Aim: Include in the output the line containing "In the photo above, where can the tree trunk" and each subsequent line of the records, through the end, transcribed exactly. Add nothing else.

Entries taken from a collection
= = = =
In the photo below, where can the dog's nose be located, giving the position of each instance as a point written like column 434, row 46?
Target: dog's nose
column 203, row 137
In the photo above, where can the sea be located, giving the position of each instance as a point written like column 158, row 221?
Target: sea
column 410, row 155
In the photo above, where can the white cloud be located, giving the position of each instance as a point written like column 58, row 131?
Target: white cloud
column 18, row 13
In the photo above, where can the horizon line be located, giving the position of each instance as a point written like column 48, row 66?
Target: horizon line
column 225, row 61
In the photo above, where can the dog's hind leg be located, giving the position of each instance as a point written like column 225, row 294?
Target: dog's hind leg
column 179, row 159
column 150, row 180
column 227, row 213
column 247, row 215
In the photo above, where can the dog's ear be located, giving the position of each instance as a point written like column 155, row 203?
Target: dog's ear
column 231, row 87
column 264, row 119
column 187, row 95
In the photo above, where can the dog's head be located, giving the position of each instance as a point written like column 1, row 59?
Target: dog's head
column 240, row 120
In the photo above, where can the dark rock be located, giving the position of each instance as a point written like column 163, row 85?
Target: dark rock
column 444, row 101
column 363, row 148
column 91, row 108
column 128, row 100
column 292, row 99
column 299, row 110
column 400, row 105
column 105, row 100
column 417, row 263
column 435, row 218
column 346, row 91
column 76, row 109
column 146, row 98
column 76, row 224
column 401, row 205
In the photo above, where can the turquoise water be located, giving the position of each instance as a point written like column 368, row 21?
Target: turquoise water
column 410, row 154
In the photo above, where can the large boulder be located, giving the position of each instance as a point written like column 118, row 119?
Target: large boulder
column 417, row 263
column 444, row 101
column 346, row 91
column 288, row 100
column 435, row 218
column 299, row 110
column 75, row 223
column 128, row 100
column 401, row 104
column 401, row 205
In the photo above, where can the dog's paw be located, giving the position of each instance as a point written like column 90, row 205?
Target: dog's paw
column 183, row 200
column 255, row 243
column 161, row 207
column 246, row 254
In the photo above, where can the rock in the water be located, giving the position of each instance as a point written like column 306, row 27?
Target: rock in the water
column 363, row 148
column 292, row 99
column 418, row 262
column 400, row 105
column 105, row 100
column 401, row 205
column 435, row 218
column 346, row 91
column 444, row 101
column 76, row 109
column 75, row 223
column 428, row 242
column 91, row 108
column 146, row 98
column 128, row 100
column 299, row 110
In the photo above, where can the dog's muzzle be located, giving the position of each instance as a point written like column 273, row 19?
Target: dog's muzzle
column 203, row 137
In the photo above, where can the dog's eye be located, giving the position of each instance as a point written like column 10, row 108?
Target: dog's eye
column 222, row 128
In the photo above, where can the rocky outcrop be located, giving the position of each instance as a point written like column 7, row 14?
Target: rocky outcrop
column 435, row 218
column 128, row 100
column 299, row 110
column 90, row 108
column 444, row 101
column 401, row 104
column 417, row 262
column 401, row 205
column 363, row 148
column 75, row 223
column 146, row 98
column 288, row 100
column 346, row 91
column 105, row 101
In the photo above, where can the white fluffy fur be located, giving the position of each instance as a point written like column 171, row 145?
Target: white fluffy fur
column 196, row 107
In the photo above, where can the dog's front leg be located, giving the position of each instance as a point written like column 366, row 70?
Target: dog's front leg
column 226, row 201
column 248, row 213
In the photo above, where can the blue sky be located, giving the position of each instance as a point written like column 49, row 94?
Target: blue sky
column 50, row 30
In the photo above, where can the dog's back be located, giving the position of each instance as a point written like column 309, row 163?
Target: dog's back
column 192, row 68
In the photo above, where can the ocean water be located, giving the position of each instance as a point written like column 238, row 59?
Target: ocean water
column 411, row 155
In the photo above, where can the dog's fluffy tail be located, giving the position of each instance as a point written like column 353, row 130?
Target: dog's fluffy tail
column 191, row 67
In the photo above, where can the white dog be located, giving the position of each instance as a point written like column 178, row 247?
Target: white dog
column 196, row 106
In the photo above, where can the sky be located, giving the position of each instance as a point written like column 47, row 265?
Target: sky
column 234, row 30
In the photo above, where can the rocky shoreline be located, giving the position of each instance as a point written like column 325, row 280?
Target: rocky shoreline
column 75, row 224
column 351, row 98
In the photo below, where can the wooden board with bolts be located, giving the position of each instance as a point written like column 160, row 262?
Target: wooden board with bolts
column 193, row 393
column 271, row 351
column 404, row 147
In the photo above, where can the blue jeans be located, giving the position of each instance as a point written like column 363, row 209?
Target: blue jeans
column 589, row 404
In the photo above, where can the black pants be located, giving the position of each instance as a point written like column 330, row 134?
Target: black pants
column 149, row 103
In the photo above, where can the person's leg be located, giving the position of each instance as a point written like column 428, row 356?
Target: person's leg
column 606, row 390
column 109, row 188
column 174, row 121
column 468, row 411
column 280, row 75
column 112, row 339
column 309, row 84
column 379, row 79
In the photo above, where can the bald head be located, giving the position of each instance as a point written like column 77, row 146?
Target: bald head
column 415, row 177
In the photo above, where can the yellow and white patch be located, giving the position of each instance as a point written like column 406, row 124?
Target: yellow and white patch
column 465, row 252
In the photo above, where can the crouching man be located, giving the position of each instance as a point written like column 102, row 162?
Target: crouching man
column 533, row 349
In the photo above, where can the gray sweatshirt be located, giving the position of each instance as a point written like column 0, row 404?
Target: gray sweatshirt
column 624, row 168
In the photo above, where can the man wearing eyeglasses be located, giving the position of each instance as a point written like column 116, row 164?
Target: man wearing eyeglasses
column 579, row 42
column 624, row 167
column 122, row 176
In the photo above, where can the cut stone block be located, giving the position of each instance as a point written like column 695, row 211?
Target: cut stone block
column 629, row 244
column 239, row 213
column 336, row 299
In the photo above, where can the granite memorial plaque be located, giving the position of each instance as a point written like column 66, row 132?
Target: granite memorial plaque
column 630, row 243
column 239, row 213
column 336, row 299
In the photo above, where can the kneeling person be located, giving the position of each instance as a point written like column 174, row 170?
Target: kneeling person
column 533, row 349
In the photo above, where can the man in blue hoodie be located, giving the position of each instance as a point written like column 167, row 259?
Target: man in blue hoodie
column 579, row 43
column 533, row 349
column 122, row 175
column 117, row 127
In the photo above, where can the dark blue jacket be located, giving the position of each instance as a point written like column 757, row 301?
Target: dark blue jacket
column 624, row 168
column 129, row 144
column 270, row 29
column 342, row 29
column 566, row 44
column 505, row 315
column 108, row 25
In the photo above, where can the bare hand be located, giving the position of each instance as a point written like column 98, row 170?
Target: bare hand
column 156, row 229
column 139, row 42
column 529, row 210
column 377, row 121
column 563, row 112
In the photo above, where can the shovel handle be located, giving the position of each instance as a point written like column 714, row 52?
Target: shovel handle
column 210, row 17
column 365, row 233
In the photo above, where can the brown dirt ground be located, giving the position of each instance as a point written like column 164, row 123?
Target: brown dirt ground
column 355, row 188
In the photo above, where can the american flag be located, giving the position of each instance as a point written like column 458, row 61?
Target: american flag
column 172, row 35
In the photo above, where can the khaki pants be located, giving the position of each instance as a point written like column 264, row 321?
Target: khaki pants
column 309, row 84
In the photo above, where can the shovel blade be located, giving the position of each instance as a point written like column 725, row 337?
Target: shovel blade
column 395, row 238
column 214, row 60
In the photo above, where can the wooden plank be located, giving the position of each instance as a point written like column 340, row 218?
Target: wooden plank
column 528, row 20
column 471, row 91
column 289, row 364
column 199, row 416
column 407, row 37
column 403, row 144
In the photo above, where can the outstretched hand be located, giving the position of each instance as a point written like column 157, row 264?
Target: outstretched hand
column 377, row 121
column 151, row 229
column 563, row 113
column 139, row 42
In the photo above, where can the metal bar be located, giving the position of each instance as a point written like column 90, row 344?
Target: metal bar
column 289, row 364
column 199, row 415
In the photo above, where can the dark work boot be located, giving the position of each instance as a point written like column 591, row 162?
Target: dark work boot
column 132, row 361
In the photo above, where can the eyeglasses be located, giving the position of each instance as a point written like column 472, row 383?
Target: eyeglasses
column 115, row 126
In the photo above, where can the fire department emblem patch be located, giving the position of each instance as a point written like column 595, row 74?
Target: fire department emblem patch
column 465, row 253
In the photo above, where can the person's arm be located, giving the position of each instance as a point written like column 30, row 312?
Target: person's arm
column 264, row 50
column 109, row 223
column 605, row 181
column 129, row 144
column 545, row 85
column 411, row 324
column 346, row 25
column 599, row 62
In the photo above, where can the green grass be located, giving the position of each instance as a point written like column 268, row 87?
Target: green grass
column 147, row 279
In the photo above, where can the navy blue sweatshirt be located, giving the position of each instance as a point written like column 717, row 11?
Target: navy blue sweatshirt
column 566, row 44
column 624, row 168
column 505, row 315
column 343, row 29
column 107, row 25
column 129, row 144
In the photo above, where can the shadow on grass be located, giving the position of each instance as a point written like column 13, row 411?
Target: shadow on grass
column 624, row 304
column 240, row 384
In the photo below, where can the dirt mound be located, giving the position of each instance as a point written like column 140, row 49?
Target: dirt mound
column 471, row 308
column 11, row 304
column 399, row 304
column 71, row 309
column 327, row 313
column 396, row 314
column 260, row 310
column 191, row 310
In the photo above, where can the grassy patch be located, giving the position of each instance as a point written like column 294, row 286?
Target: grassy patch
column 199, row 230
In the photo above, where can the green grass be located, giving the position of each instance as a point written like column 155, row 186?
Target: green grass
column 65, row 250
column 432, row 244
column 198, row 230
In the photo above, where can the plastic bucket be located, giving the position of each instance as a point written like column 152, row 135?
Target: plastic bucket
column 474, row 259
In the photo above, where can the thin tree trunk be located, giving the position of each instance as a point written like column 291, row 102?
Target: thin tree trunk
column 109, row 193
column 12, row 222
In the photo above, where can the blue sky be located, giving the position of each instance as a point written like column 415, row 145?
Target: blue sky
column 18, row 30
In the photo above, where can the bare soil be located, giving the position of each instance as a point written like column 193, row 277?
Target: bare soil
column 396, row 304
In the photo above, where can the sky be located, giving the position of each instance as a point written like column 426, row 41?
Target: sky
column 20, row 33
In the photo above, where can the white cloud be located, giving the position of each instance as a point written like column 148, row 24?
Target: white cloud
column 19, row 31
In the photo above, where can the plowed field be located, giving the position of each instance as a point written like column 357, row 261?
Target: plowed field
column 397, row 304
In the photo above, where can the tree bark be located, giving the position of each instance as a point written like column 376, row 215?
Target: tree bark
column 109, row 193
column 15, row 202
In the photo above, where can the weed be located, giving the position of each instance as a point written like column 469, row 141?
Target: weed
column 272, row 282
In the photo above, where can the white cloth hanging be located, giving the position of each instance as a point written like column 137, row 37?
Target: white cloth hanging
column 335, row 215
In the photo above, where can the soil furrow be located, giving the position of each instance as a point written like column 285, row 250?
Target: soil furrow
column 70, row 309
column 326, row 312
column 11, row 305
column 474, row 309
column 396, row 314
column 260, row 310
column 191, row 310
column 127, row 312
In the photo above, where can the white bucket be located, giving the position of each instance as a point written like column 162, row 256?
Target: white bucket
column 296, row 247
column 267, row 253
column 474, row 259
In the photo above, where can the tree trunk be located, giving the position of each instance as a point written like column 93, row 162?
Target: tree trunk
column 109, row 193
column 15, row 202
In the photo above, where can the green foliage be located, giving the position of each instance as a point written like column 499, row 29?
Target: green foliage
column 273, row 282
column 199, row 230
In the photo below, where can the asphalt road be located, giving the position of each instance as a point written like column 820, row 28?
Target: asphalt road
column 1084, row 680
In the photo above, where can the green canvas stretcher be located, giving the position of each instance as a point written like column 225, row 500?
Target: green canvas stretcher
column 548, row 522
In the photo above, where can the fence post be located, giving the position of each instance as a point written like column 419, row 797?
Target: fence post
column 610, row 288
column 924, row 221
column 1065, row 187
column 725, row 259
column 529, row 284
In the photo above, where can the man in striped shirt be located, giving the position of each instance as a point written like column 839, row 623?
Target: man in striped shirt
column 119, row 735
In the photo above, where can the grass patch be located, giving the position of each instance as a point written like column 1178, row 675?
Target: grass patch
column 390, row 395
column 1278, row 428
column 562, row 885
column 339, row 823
= = = =
Solution to the exercise:
In the photo above, where can the tree trunk be located, giving the position of each instance as a point written like column 93, row 162?
Target: tree trunk
column 109, row 193
column 15, row 202
In the photo above, where can the green foliage be located, giving the position of each instance as a point written like column 499, row 29?
Target: green foliage
column 273, row 282
column 199, row 230
In the photo below, where can the asphalt road be located, giving the position of each instance as a point written like column 820, row 28?
Target: asphalt road
column 1084, row 680
In the photo above, where can the green canvas stretcher be located, giving the position of each instance as a point written like column 225, row 500?
Target: green canvas stretcher
column 548, row 522
In the photo above, where can the fence post be located, giving the position of each instance as a point written like column 419, row 797?
Target: fence post
column 610, row 288
column 924, row 221
column 1065, row 187
column 725, row 259
column 529, row 284
In the photo above, where can the man in striped shirt be located, giving the position of each instance as a point written like column 839, row 623?
Target: man in striped shirt
column 119, row 735
In the photo above, where can the grass patch be located, giving the position of each instance as a point written like column 1178, row 675?
Target: grass patch
column 390, row 395
column 1278, row 428
column 562, row 885
column 339, row 823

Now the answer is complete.